(Point labeling items)

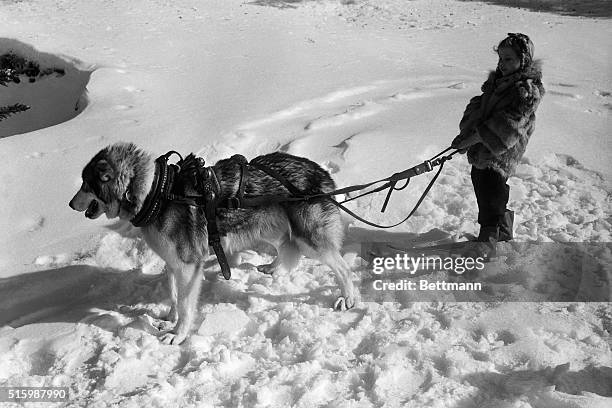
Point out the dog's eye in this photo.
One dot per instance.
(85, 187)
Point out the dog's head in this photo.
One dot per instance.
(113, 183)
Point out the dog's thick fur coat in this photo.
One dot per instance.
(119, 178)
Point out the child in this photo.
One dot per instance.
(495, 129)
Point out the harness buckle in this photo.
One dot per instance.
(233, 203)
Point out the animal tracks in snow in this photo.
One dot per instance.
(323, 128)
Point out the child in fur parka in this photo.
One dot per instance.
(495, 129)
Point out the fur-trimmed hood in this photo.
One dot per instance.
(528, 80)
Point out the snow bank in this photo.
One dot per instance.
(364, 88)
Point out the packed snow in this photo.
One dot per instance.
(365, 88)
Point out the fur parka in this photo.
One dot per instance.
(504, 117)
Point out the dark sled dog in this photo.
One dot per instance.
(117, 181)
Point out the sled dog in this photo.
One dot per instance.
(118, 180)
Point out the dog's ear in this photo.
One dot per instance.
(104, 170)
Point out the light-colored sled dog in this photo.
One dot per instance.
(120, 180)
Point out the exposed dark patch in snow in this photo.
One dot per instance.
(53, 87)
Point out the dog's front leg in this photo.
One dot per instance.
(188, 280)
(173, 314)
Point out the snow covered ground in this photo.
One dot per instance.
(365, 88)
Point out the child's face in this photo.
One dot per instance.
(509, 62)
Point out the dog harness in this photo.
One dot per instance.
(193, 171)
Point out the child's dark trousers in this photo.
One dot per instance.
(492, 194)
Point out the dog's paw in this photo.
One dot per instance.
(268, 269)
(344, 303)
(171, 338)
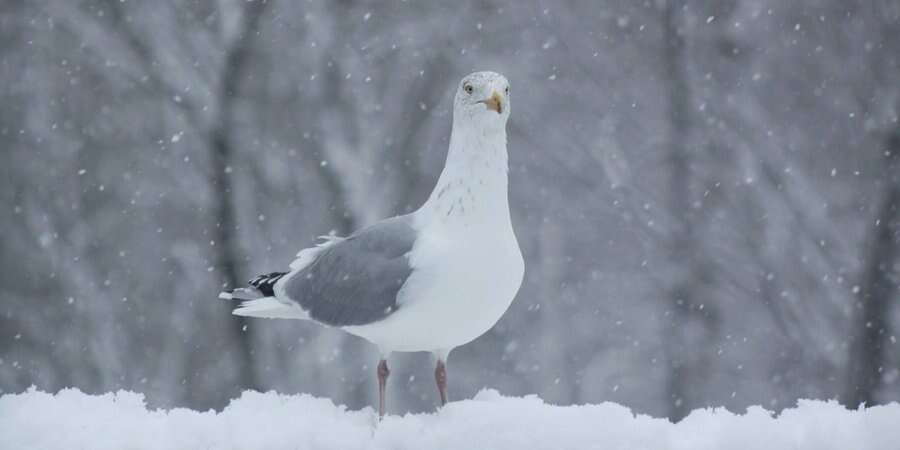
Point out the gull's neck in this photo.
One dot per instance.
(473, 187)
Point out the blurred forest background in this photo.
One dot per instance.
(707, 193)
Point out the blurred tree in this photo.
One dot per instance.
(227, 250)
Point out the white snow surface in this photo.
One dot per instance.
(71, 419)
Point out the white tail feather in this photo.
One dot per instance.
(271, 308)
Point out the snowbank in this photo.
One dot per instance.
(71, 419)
* * *
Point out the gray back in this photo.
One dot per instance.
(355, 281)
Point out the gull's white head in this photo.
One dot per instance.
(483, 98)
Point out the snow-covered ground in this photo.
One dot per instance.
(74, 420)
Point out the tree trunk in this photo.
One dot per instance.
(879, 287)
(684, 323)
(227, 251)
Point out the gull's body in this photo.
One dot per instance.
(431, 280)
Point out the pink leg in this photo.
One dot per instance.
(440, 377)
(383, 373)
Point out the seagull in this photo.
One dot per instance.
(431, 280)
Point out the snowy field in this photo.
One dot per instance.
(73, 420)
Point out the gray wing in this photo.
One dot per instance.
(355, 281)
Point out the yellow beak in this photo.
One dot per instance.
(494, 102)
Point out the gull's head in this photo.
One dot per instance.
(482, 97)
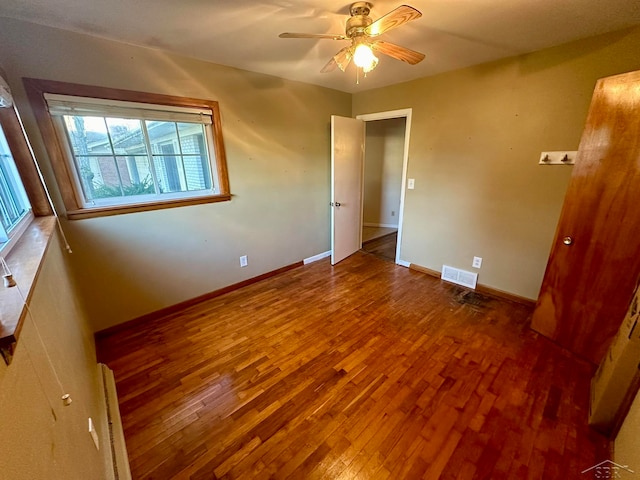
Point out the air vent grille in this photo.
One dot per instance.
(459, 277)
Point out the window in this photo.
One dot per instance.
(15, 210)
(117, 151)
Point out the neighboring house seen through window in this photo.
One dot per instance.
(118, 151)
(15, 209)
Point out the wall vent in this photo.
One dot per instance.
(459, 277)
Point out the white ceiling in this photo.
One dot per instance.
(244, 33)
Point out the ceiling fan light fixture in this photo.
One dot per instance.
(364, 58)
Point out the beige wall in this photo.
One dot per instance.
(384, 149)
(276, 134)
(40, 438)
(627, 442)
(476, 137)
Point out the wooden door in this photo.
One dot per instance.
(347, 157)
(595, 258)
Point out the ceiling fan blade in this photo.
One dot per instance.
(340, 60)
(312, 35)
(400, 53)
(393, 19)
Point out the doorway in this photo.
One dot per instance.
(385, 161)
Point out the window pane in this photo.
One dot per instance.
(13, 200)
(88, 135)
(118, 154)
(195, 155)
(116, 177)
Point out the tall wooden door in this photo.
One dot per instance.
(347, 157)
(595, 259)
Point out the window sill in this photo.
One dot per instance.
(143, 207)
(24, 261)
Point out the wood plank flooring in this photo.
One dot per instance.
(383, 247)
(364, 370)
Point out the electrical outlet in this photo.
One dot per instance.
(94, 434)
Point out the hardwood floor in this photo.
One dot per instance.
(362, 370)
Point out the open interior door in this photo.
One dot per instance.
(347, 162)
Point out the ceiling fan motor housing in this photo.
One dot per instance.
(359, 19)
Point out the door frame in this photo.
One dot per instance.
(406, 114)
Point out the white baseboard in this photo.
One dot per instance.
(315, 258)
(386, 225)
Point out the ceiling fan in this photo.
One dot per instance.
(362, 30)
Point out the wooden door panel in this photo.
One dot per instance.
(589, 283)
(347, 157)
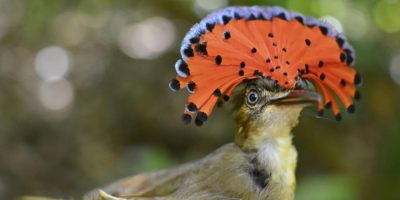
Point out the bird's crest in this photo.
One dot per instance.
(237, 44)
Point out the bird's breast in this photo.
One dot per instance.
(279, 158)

■ TASK DESCRIPTION
Return every line of the items above that contains the word "window", matching case exactly.

■ REPLY TO THE EXERCISE
Point out the window in this photo.
Point out the neighboring house seen through window in this photo.
Point out the window pane in this photo.
Point out the window sill in this photo.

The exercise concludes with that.